%%
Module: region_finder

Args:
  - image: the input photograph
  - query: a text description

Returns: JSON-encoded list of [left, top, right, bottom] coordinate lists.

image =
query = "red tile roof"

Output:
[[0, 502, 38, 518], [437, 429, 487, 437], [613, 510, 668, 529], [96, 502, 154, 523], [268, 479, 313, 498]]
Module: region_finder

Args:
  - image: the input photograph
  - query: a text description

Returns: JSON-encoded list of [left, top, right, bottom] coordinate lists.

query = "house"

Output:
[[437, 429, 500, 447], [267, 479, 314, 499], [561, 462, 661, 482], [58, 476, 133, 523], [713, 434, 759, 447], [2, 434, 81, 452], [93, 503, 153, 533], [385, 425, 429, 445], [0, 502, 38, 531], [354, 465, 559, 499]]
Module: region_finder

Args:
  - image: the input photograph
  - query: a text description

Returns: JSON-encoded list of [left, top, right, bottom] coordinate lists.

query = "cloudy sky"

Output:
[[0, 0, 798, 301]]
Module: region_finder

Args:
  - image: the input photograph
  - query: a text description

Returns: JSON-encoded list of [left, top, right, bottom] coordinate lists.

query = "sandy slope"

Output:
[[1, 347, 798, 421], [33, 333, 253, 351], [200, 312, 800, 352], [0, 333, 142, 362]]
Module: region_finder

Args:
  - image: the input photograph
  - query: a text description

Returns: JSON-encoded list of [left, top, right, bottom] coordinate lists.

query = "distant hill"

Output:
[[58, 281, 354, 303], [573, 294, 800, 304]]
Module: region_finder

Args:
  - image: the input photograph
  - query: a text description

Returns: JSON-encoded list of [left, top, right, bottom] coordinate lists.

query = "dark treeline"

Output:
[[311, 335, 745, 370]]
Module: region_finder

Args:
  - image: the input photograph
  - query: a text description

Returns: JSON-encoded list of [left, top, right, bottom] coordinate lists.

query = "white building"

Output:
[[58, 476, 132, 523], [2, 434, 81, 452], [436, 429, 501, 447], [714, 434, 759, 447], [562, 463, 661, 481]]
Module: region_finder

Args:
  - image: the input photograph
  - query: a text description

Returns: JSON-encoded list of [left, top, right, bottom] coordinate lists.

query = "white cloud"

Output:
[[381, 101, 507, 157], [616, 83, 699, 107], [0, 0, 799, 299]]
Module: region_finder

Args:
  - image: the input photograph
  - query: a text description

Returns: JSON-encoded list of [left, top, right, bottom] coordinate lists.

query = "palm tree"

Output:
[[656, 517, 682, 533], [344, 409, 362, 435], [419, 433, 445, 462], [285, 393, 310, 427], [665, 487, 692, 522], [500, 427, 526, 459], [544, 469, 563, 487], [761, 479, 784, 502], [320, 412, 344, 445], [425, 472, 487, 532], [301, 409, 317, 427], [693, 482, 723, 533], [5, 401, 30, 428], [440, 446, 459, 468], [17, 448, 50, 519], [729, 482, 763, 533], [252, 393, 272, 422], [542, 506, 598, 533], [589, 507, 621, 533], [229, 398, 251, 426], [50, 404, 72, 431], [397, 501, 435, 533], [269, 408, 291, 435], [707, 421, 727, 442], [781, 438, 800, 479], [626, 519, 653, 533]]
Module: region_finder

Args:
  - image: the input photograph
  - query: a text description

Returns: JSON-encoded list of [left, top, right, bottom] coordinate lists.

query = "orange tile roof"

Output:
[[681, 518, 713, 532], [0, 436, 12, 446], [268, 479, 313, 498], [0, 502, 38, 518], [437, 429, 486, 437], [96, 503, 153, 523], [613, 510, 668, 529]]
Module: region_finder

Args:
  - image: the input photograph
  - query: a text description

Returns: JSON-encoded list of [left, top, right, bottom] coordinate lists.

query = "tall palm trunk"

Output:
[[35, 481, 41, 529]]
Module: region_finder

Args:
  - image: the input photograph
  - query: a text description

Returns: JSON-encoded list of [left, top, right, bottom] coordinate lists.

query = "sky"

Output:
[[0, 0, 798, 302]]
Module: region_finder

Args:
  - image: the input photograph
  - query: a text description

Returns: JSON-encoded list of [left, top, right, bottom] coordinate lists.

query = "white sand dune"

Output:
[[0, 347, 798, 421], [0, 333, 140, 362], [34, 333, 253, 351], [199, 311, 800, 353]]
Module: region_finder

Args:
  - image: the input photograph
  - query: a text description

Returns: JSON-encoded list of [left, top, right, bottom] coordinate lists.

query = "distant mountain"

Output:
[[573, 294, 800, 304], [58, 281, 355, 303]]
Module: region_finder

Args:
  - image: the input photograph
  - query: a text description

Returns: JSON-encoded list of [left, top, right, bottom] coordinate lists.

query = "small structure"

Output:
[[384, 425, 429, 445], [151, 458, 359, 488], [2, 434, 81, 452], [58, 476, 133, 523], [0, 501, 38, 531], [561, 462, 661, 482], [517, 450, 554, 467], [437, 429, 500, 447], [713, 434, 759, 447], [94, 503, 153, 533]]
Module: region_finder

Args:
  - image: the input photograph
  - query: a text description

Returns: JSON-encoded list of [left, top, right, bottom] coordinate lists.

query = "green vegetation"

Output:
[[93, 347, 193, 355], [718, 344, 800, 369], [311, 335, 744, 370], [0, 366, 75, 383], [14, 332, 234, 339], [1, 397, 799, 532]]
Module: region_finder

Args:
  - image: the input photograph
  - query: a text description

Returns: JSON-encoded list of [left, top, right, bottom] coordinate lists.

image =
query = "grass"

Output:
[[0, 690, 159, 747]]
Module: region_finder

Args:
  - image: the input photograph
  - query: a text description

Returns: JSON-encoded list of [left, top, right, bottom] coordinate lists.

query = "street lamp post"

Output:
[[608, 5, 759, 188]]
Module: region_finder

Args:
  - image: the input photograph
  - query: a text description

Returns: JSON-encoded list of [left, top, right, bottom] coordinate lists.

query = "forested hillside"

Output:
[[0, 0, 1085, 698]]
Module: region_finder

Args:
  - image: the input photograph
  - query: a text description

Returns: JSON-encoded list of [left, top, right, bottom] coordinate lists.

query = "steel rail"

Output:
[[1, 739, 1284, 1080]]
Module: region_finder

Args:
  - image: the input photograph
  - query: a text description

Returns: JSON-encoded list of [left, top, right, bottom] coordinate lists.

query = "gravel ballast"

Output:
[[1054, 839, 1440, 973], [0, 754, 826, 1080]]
%%
▸ **What you are asked to do**
Write the records out once more. Each line must match.

▸ **Worked solution**
Module: region_finder

Args:
  - image: the input photograph
  - query: a text description

Returns: JSON-encoded list of [left, top, right, bottom] coordinate lists.

image =
query = "red tile roof"

Output:
[[0, 502, 38, 518], [437, 429, 487, 437], [613, 510, 668, 529], [96, 502, 154, 523], [268, 479, 313, 498]]
Module: region_finder

Args:
  - image: the input photograph
  - query: a text description

Returns: JSON-encoded list of [left, top, right, bottom] coordinate lists.

query = "house"

Output:
[[437, 429, 500, 447], [267, 479, 314, 499], [561, 462, 661, 482], [58, 476, 133, 523], [713, 434, 759, 447], [2, 434, 81, 452], [93, 503, 153, 533], [385, 425, 429, 445], [0, 502, 38, 531], [354, 465, 559, 499]]
Module: region_finder

Args:
  - image: the input photograph
  - query: a text description

Returns: JSON-encoded list of [left, top, right, bottom] coordinate lists.

query = "cloudy sky"

Output:
[[0, 0, 798, 301]]
Module: region_finder

Args:
  - image: the input photograph
  - query: a text description

Returns: JSON-encoded list of [left, top, right, bottom] coordinate lists.

query = "sandy slope"

Output:
[[1, 347, 798, 421], [33, 333, 253, 351], [200, 312, 800, 352], [0, 333, 142, 362]]
Module: region_finder

Args:
  - image: the input photograph
  - query: a text description

Returns: JSON-encoded list of [left, top, right, bottom] coordinate lists.

query = "distant hill"

Output:
[[58, 281, 354, 303], [573, 294, 800, 304]]
Module: region_finder

Args:
  - image: the input photograph
  - query: a text description

Returns: JSON-encoded list of [left, top, right, bottom] coordinate lists.

query = "dark treeline"

Output:
[[311, 335, 745, 370]]
Module: region_finder

Args:
  - image: the input photograph
  - query: a text description

Returns: JSON-encoded list of [left, top, right, bottom] coordinate lists.

query = "white building"

Output:
[[58, 476, 132, 523], [2, 434, 81, 452], [436, 429, 501, 447], [714, 434, 759, 447], [562, 463, 661, 481]]
Module: region_finder

Args:
  - image: the input photograph
  - query: a text description

Returns: JSON-encoded list of [left, top, right, bottom] coordinate lists.

query = "white cloud"

Output:
[[381, 101, 507, 157], [616, 83, 699, 107], [0, 0, 799, 299]]
Module: region_finder

Args:
  - image: the input photograph
  - query: a text description

Returns: JSON-encoded list of [left, top, right, bottom] coordinate lists.

query = "palm tree"

Output:
[[656, 517, 682, 533], [344, 409, 362, 435], [419, 433, 445, 462], [285, 393, 310, 427], [665, 487, 692, 522], [500, 427, 526, 459], [544, 469, 563, 487], [761, 479, 784, 502], [320, 412, 344, 445], [425, 472, 487, 532], [301, 409, 317, 427], [693, 482, 723, 533], [5, 401, 30, 428], [440, 446, 459, 468], [17, 448, 50, 519], [729, 482, 763, 533], [252, 393, 272, 422], [542, 506, 598, 533], [589, 507, 621, 533], [229, 398, 251, 426], [50, 404, 72, 431], [397, 501, 435, 533], [269, 408, 291, 435], [707, 421, 727, 442], [781, 438, 800, 479], [626, 519, 653, 533]]
Module: region_finder

Args:
  - image: the input photograph
  - query: a text description

Returns: JSON-encoded list of [left, top, right, bottom] coordinate lists.

query = "orange tile roof"

Output:
[[681, 518, 713, 532], [0, 436, 12, 446], [268, 479, 313, 498], [0, 502, 38, 518], [437, 429, 486, 437], [96, 503, 153, 523], [613, 510, 668, 529]]
Module: region_finder

Args:
  - image: the input photograph
  - query: a text description

Returns: JSON-encoded list of [left, top, right, bottom] coordinate lists.

query = "tall palm trunk"

Output:
[[35, 481, 41, 529]]
Module: region_finder

Args:
  - image: the input photograph
  - query: a text description

Returns: JSON-encoded list of [left, top, right, bottom] coordinate lists.

query = "sky"

Output:
[[0, 0, 798, 302]]
Module: region_finder

Args:
  - image: the input photograph
  - query: a text description

Returns: JSON-encoded list of [left, top, right, bottom] coordinate lists.

query = "white sand dune"

Output:
[[0, 347, 798, 421], [0, 333, 140, 362], [34, 333, 253, 351], [199, 311, 800, 353]]
Module: region_finder

Args:
  - image: the input photograph
  - query: a text description

Returns: JSON-encoded list of [left, top, right, bottom] coordinate lists.

query = "distant mountain"

Output:
[[573, 294, 800, 304], [58, 281, 355, 303]]
Module: region_finder

Args:
  - image: the input photograph
  - query: a text description

Returns: JSON-encoded list of [left, top, right, bottom] coordinate lists.

query = "small structure"

Output:
[[384, 425, 429, 445], [151, 458, 359, 488], [2, 434, 81, 452], [58, 476, 133, 523], [0, 501, 38, 531], [561, 462, 661, 482], [517, 450, 554, 467], [437, 429, 500, 447], [713, 434, 759, 447], [94, 503, 153, 533]]
Module: region_finder

Args:
  - image: the input photograph
  - query: a text description

Returns: JSON-encoded list of [left, top, right, bottom] coordinate lists.

query = "green vegetation"

Output:
[[93, 347, 193, 355], [718, 344, 800, 369], [311, 335, 744, 370], [0, 366, 75, 383], [14, 332, 234, 339], [1, 397, 799, 532]]
Module: region_finder

Args:
  - image: the input photograph
  - query: a text description

Returns: JSON-encoded list of [left, top, right, bottom] coordinate lists.

image =
query = "grass"

Output:
[[0, 690, 159, 747]]
Module: region_finder

Args:
  - image: the input photograph
  - query: a text description

Returns: JSON-encoded list of [left, top, right, bottom] coordinate lists.

query = "street lamp post"

Output:
[[608, 5, 759, 188]]
Module: region_finder

Args:
  - image: the input photograph
  - query: a text description

Returns: JSON-encoded list of [left, top, right, bottom] coordinate lists.

query = "forested hillside"

Output:
[[0, 0, 1085, 698]]
Module: region_finder

Args:
  - image: the input photograph
  - query: a text description

Returns: JSON-encoded list of [left, top, right, bottom] coordinate lists.

query = "steel rail"

Output:
[[1, 739, 1284, 1080]]
Module: region_finder

Args:
  - image: the input photograph
  - query: a text description

Returns: JSON-encoded list of [left, top, right, bottom] coordinate lists.

query = "gravel ballast"

Output:
[[1054, 839, 1440, 973], [0, 754, 826, 1080]]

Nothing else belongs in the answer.